**Input material:**
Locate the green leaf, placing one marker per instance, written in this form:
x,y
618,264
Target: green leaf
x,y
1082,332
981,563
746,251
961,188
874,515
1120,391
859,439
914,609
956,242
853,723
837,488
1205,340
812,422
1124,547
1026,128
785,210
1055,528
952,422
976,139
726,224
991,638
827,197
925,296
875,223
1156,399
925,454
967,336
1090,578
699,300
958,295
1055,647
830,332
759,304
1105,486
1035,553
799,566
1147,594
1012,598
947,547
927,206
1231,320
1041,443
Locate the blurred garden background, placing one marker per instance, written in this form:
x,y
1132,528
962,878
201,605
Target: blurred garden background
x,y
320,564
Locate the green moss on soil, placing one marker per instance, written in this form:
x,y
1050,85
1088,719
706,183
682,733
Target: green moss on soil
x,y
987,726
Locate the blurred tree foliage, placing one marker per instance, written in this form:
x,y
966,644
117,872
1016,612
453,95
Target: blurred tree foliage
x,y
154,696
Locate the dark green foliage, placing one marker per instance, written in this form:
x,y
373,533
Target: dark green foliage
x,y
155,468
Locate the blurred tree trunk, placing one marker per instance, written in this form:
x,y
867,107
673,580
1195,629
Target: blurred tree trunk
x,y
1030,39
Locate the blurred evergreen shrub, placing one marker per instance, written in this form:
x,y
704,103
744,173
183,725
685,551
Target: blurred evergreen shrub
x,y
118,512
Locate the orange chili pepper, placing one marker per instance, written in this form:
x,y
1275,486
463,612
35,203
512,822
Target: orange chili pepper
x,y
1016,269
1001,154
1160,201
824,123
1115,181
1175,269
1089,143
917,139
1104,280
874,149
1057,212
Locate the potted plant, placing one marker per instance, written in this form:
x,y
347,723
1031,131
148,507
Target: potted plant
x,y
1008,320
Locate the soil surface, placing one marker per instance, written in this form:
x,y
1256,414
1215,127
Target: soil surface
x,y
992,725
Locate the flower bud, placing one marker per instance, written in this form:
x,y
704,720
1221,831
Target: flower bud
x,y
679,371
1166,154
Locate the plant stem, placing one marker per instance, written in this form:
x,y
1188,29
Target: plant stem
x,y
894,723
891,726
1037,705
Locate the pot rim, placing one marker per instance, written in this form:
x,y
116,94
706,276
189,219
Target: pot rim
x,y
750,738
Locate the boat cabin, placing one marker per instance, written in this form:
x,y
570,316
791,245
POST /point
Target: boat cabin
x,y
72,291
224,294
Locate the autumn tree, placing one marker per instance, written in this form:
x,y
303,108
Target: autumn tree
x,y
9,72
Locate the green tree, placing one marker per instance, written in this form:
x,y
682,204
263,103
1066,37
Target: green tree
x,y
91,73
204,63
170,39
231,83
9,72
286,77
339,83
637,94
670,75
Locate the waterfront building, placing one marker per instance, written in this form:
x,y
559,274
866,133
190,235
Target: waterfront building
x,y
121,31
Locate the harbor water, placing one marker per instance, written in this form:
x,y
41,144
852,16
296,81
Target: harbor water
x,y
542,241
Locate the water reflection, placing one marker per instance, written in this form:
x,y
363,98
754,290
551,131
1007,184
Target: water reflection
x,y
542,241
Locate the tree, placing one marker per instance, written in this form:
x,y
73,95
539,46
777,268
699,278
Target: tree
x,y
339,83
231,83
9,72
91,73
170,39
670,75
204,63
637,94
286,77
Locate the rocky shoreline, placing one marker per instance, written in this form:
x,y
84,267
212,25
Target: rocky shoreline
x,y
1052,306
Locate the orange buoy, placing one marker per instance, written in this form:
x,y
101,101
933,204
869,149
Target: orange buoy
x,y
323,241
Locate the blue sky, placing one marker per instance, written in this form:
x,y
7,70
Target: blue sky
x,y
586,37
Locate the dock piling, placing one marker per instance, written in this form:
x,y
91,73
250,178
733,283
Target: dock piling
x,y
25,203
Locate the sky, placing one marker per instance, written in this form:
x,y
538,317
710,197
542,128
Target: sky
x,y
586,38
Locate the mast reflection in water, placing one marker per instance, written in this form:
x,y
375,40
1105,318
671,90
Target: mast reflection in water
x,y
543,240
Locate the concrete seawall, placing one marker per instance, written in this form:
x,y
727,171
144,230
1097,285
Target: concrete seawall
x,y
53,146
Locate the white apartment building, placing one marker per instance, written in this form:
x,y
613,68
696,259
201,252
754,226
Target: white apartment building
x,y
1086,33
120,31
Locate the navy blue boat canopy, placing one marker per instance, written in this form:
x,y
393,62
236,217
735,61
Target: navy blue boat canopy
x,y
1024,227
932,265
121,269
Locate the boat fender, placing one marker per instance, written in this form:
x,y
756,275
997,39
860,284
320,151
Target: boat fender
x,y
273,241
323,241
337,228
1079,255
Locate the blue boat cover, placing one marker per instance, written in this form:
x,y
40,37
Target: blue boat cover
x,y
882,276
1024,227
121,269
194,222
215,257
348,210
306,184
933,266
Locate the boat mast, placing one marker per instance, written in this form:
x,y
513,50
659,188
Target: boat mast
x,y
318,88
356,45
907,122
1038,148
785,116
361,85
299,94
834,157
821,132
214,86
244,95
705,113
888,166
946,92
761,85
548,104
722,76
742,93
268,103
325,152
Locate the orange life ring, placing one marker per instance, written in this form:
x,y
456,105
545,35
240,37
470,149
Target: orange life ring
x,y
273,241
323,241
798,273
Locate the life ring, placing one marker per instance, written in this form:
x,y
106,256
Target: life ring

**Task brief:** Exactly as written above, copy out all the records.

**Solved problem:**
Locate the green leaf, placing one marker per instance, written in this form:
x,y
618,264
Target: green leaf
x,y
1082,332
981,563
746,251
961,188
874,515
1120,391
859,439
914,609
956,242
853,723
837,488
1205,340
812,422
1124,547
1026,128
785,210
1055,528
952,422
976,139
726,224
991,638
827,197
925,296
875,223
1156,399
925,454
967,336
1090,578
699,300
958,295
1055,647
830,332
759,304
1105,486
1035,553
799,566
1147,594
1012,598
947,547
927,206
1231,320
1041,443
Locate the blurred garden background, placing one marker per instance, written in this form:
x,y
1132,528
962,878
201,605
Target: blurred garden background
x,y
320,564
Locate the green moss on soil, placing one marker per instance, written in this form:
x,y
1050,85
1088,719
706,183
682,733
Target: green moss on soil
x,y
987,726
Locate the blurred tree foliage, placing one marker per instance, written in this form:
x,y
966,644
117,872
1016,612
453,95
Target: blurred tree foliage
x,y
154,696
Locate the dark green foliage, placing one marker per instance, written in this form:
x,y
373,533
Target: dark green foliage
x,y
155,468
Locate the blurred tree trunk, placing one marker per instance, written in this form:
x,y
867,107
673,580
1195,629
Target: blurred tree trunk
x,y
1030,39
Locate the blurred evergreen shrub, placing one marker per instance, written in this form:
x,y
704,103
744,173
183,725
685,551
Target: blurred evergreen shrub
x,y
118,512
Locate the orange chili pepper, placing one marker per instance, written in this form:
x,y
1275,486
463,612
35,203
512,822
Target: orange chili pepper
x,y
1016,269
1001,154
1160,201
824,123
1115,181
1175,269
1089,143
917,139
1104,280
874,149
1057,212
Locate the potted plant, placing one marker per instance, written in this form:
x,y
347,723
1031,131
148,507
Target: potted plant
x,y
1008,320
Locate the soil surface, placing one marker per instance, written in this form:
x,y
1256,414
1215,127
Target: soil surface
x,y
992,725
Locate the flower bud, placing one marker per instance, written in this form:
x,y
704,720
1221,831
Target: flower bud
x,y
679,371
1166,154
Locate the plant stem, placing one marker per instance, written in this form:
x,y
1188,29
Target: plant stem
x,y
894,723
891,726
1037,705
Locate the pot rim, placing one marker per instance, written in this form:
x,y
116,94
706,276
189,219
Target: pot rim
x,y
750,738
Locate the boat cabin, placing one marker per instance, written in this form:
x,y
570,316
791,245
POST /point
Target: boat cabin
x,y
72,291
224,294
Locate the autumn tree, placing one marker per instance, written in this form:
x,y
303,108
Target: autumn tree
x,y
9,72
Locate the green tree, placing one marker per instance, written in this form:
x,y
682,204
263,103
1066,37
Target: green tree
x,y
91,73
204,63
170,39
231,83
9,72
286,77
339,83
637,94
670,75
Locate the waterfront building, placing one marker per instance, written in this form:
x,y
559,274
866,133
190,235
Target: waterfront building
x,y
121,31
Locate the harbor water, placing one marker per instance, written in this form:
x,y
41,144
852,16
296,81
Target: harbor water
x,y
542,241
Locate the water reflection, placing one marker per instance, written in this form:
x,y
363,98
754,290
551,131
1007,184
Target: water reflection
x,y
542,241
Locate the tree, placing one marker per instance, written in this form:
x,y
73,95
539,46
777,268
699,278
Target: tree
x,y
339,83
231,83
9,72
91,73
170,39
670,75
204,63
637,94
286,77
Locate the rocky shoreline, placing one marker per instance, written in this form:
x,y
84,267
212,25
Target: rocky shoreline
x,y
1052,306
Locate the orange buoy, placing one marker per instance, written in this form:
x,y
101,101
933,204
869,149
Target: orange buoy
x,y
323,241
Locate the blue sky, placing one marker per instance, written in this form:
x,y
7,70
Target: blue sky
x,y
586,37
Locate the dock piling, placing one marker per instance, written in this form:
x,y
91,73
250,178
733,283
Target: dock piling
x,y
25,203
Locate the sky, placing one marker per instance, written in this form:
x,y
538,317
710,197
542,128
Target: sky
x,y
586,38
Locate the mast reflection in water, placing one marker per instance, written in this form:
x,y
375,40
1105,318
671,90
Target: mast reflection in water
x,y
543,240
Locate the concrete seawall, placing one marker per instance, written in this form:
x,y
727,171
144,230
1097,285
Target: concrete seawall
x,y
53,146
Locate the white apartment building, placing one marker per instance, written in this form:
x,y
613,68
696,259
201,252
754,226
Target: white apartment building
x,y
1086,33
120,31
Locate the navy blue boat canopy, placing one marker per instance, written in this form:
x,y
393,62
236,217
735,61
Target: navy blue boat canopy
x,y
1024,227
932,265
121,269
Locate the boat fender, placing one marker per instance, written in this form:
x,y
756,275
997,39
860,284
320,151
Target: boat fender
x,y
273,241
323,241
337,228
1079,255
Locate the blue boat cover, placing one marker per instance, written in this form:
x,y
40,37
Target: blue boat cover
x,y
882,276
1024,227
121,269
194,222
215,257
348,210
306,184
933,266
Locate the boat mast, placing one marker per instance, written in this form:
x,y
513,50
659,188
Target: boat mast
x,y
318,88
356,45
907,122
1038,148
785,116
361,85
299,94
834,157
821,132
214,86
244,95
705,113
888,166
946,92
761,85
548,104
722,76
742,93
268,103
325,152
Locate the orange life ring, placing one marker per instance, written in this form:
x,y
456,105
545,35
240,37
470,149
Target: orange life ring
x,y
273,241
323,241
798,273
Locate the life ring, placing one marker per instance, written in this form:
x,y
106,256
Target: life ring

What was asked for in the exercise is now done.